**Objective**
Return every entry exactly.

::: Data supplied :::

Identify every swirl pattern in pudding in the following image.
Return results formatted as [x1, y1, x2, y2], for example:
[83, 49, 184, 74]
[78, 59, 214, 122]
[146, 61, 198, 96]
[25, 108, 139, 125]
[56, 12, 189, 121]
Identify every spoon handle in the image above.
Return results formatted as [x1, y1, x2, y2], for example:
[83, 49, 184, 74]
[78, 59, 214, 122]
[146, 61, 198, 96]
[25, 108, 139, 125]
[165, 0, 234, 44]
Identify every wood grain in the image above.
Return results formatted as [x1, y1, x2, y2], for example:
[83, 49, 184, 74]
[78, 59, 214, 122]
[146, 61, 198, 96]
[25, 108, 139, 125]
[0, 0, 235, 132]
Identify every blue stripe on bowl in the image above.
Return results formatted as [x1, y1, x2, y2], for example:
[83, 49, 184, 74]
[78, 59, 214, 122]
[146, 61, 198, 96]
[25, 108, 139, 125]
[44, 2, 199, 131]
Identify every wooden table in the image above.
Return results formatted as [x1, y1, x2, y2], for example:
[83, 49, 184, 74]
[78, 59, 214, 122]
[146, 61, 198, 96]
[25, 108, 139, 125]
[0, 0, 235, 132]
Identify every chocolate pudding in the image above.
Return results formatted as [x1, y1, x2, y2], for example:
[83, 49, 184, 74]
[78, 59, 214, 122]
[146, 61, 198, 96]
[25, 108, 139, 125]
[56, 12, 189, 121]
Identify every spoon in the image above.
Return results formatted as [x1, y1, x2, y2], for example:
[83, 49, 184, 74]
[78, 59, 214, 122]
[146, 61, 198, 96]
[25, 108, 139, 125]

:::

**Answer**
Identify every swirl pattern in pudding in the following image.
Return results formatted as [x1, y1, x2, y2], for example:
[83, 49, 184, 74]
[78, 59, 214, 122]
[146, 61, 198, 96]
[25, 108, 139, 125]
[56, 12, 189, 121]
Identify every spoon handle in the image above.
Return results formatted as [x1, y1, x2, y2], for example:
[83, 49, 184, 74]
[78, 59, 214, 122]
[146, 61, 198, 96]
[25, 108, 139, 125]
[165, 0, 234, 44]
Identify every wood grain in the image above.
Return results formatted as [x1, y1, x2, y2], for example:
[83, 49, 184, 74]
[78, 59, 214, 122]
[146, 61, 198, 96]
[25, 108, 139, 125]
[0, 0, 235, 132]
Identify every blue stripe on bowl in the image above.
Return results formatted as [x1, y1, x2, y2], for example:
[83, 49, 184, 74]
[78, 59, 214, 122]
[146, 61, 198, 96]
[25, 108, 139, 125]
[44, 2, 199, 131]
Identify every wooden table in the image above.
Return results formatted as [x1, y1, x2, y2], for example:
[83, 49, 184, 74]
[78, 59, 214, 122]
[146, 61, 198, 96]
[25, 108, 139, 125]
[0, 0, 235, 132]
Identify every chocolate pudding in the image above.
Return results formatted as [x1, y1, x2, y2], for example:
[83, 49, 184, 74]
[78, 59, 214, 122]
[146, 61, 198, 96]
[25, 108, 139, 125]
[56, 12, 189, 121]
Identify every spoon in the image above.
Return results formatted as [x1, y1, x2, y2], for example:
[83, 49, 184, 74]
[78, 59, 214, 122]
[146, 61, 198, 96]
[25, 108, 139, 125]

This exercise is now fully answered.